**Set of tasks**
a – Update the essay on Assemble: reproduce it beginning at the words "I’ve just read" and stopping after "its wilder shores.", with "Turner Prize" replaced by "Stirling Prize".
b – Answer these questions from the essay on Assemble:
(i) In which newspaper did Charlotte Higgins's article appear?
(ii) Where does Simon Read teach art students?
(iii) Who organized the Invisible Landscapes seminar, and for whom?
c – Pick up the essay on Assemble after its final sentence and keep writing it.

**Source extract**
(begin)
I’ve just read an article by Charlotte Higgins in the Guardian (09/12/15) about Assemble winning the Turner Prize. Their winning is (I hope obviously?) a very real cause for celebration. But it is also a reflection of just how slow the official ‘art world’ has been to recognise the sea change taking place on its wilder shores.

As Higgins points out, to some people giving the prize to a collective of young architects is going to look like “a monumental category error, like giving the Man Booker to, say, an oral poet”. And it’s that ‘category error’ by the Art Establishment, surely, that is the most fundamental cause for celebration. Art as we have reinvented it, ‘art with a capital A’, will be with us for just as long as there are elites who can use it as a sign of their ‘wealth’ – whether in terms of economic or cultural capital – and social exclusivity (or ‘taste’ if you prefer the polite term). What has been happening for many years now, however, is a slow withering away at the edges of the categorical exclusivity, in relation to the arts as to all other disciplines, that separates our skills and knowledges into separate and exclusive silos. In academia this is glossed as the ‘inter-disciplinarity turn’ (an unfortunate term that tacitly continues to perpetuate the myth of the superiority of disciplinary knowledge).

In actuality, however, what is taking place, albeit often below the radar on which cultural pundits depend, is the acknowledgement that we live in a polyverse in which it makes no sense to ghettoise any set of skills or form of knowledge on the basis of traditional professional hierarchies. (This is, I think, the most important insight behind Felix Guattari’s notion of ‘ecosophy’, despite his tendency to lionise aesthetics and the ‘artist’ over against science).

When Maria Lisogorskaya and Louis Schulz, two of the ‘eighteen or so’ members of Assemble, tell Higgins that they are indifferent to whether they are categorised as artists or not, that their focus is on “doing good projects”, which in turn is sometimes “about doing really good plumbing”, they give us a very clear indication of where the resurgence of an aesthetics of the everyday may be taking us.

Some years back my old friend Simon Read – who teaches art students at Middlesex University, makes extraordinary and beautiful predictive coastal maps, other kinds of large drawings, sculptural environmental interventions in the salt marshes on and around the River Deben, and is also practically engaged in the debates around environmental governance of the region in which he lives – told me a story. He was at the opening of a major exhibition in London when a friend introduced him as an artist to a well-known art critic. The critic asked Simon what he did. When Simon told him the critic’s response was: “how worthy”, with which comment he turned and walked away.

I hope that Assemble’s success will mean that, even if it’s for all the wrong reasons, the cultural influence represented by that critic will now be a little less dismissive of those for whom the skills of an artist are wholly compatible with getting productively engaged with the messy and complex  everyday realities of our crumbling psycho-social environment.

Invisible Landscapes

On Friday last week I found myself at the Invisible Landscapes: Exploring Embedded Approaches to Place-Based Contemporary Art Practice seminar. This was organised by Simon Lee Dicker for OSR/Projects , who are based in West Coker in Somerset.
(end)
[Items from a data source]
(begin)
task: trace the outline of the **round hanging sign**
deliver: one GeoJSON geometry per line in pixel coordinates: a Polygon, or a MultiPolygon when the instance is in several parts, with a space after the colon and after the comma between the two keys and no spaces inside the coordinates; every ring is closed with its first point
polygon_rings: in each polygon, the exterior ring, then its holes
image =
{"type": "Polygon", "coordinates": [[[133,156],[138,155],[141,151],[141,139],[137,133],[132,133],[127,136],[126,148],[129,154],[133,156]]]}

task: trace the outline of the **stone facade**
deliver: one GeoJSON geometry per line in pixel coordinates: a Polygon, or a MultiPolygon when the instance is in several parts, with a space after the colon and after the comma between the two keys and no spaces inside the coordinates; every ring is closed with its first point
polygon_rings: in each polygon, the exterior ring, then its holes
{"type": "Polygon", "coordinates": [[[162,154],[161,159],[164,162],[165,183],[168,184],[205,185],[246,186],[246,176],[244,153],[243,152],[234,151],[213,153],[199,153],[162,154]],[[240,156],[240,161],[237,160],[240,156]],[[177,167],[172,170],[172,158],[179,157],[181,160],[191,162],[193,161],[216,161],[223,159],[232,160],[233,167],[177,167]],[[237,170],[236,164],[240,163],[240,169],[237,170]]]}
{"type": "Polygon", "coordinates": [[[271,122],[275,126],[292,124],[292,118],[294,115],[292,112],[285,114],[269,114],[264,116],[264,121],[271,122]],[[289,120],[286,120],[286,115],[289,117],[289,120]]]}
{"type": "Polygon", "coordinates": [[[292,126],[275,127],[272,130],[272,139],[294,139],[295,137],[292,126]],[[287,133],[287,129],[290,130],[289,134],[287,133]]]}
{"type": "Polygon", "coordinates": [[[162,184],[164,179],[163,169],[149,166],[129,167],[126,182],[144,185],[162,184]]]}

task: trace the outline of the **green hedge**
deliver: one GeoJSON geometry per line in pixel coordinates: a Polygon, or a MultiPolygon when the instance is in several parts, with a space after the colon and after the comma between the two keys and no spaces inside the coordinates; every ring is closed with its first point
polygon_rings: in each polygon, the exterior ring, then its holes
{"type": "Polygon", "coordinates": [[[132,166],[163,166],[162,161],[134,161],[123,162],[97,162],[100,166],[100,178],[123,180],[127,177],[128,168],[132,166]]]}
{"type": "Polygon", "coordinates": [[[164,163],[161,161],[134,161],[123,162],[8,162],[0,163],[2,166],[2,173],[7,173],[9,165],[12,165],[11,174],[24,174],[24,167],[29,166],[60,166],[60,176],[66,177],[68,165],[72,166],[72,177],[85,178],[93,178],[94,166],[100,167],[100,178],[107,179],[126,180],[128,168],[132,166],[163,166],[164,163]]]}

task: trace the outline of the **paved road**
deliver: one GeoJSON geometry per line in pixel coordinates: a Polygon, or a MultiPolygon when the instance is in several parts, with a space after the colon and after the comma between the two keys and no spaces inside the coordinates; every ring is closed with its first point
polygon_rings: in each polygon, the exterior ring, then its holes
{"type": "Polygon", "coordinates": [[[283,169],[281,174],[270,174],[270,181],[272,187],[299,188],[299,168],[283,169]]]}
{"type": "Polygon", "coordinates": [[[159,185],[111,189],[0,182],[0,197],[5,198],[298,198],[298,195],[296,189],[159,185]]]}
(end)
**Outputs for the tasks**
a –
I’ve just read an article by Charlotte Higgins in the Guardian (09/12/15) about Assemble winning the Stirling Prize. Their winning is (I hope obviously?) a very real cause for celebration. But it is also a reflection of just how slow the official ‘art world’ has been to recognise the sea change taking place on its wilder shores.

b –
(i) The Guardian.
(ii) Middlesex University.
(iii) Simon Lee Dicker organized it for OSR/Projects.

c –
I had originally intended to skip this interesting looking event, simply because there is so much to do at home but, as it turned out, it provided the only opportunity for a meeting with three friends with overlapping interests – the artist and geographer Jethro Brice; Owain Jones, Professor of Environmental Humanities at Bath Spa University; and John Fanshawe, an ornithologist and artist who is currently working with the Cambridge Conservation Initiative (CCI) . An added bonus was the chance to catch up with Jethro’s news during the drive down. Jethro is currently doing AHRC-funded doctoral research in the Geography Department at Bristol University into ‘crane cultures’ – the birds, not the machines – by drawing multi-species wetland narratives from the field and archives. (The purpose of the four of us meeting was to talk about whether we can initiate some productive interactions with CCI, and it seems we may have the basis for doing so. However, it’s far too early to write about that here).

After a brief introduction by Simon, we listened to two very different talks. Sally Watkins – co-artistic director and curator for b-side – talked very informatively about b-side’s work, particularly on Portland, which included drawing out the various different ways in which that organization understands notions of ‘site-responsiveness’ and ‘embeddedness’ in practice.  The second talk of the morning was by Owain.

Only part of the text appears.